Excerpted records »
.....

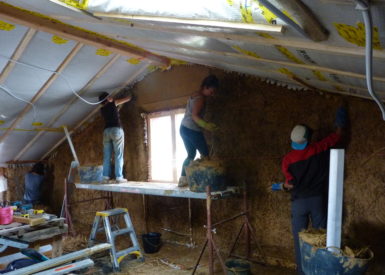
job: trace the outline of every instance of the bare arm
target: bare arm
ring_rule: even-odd
[[[124,104],[126,102],[129,102],[131,99],[132,99],[131,95],[123,97],[123,98],[115,99],[115,105],[118,106],[120,104]]]
[[[202,108],[205,104],[205,99],[204,97],[198,98],[193,106],[192,109],[192,119],[195,121],[196,124],[200,124],[202,122],[202,118],[199,116],[199,113],[202,111]]]

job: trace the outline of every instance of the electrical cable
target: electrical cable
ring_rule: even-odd
[[[362,16],[365,23],[365,67],[366,67],[366,85],[368,92],[373,100],[377,103],[382,113],[382,119],[385,120],[385,106],[381,99],[373,91],[373,48],[372,48],[372,16],[370,13],[370,5],[364,0],[355,0],[357,3],[356,9],[362,11]]]
[[[31,102],[29,102],[29,101],[27,101],[27,100],[25,100],[25,99],[22,99],[22,98],[18,97],[17,95],[13,94],[13,93],[11,92],[11,90],[10,90],[9,88],[7,88],[6,86],[4,86],[4,85],[1,85],[1,84],[0,84],[0,89],[2,89],[2,90],[3,90],[4,92],[6,92],[8,95],[10,95],[10,96],[16,98],[17,100],[23,101],[23,102],[25,102],[25,103],[31,105],[31,106],[32,106],[32,109],[33,109],[33,121],[36,121],[36,107],[35,107],[35,105],[34,105],[33,103],[31,103]]]
[[[70,82],[68,81],[68,79],[62,74],[62,73],[59,73],[59,72],[56,72],[56,71],[53,71],[53,70],[49,70],[49,69],[46,69],[46,68],[42,68],[42,67],[39,67],[39,66],[36,66],[36,65],[31,65],[31,64],[27,64],[27,63],[23,63],[23,62],[20,62],[20,61],[17,61],[17,60],[14,60],[12,58],[8,58],[2,54],[0,54],[0,57],[4,58],[4,59],[7,59],[8,61],[10,62],[13,62],[13,63],[16,63],[16,64],[20,64],[20,65],[23,65],[23,66],[26,66],[26,67],[29,67],[29,68],[32,68],[32,69],[39,69],[39,70],[43,70],[43,71],[47,71],[47,72],[50,72],[50,73],[53,73],[53,74],[57,74],[59,77],[61,77],[64,82],[67,84],[67,86],[70,88],[71,92],[77,96],[81,101],[83,101],[84,103],[86,104],[89,104],[89,105],[98,105],[100,103],[102,103],[105,99],[101,100],[101,101],[98,101],[98,102],[90,102],[86,99],[84,99],[83,97],[81,97],[71,86]],[[30,103],[30,102],[29,102]]]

.....

Work item »
Lines containing the word "electrical": how many are there in the data above? Reply with only that number.

Result »
2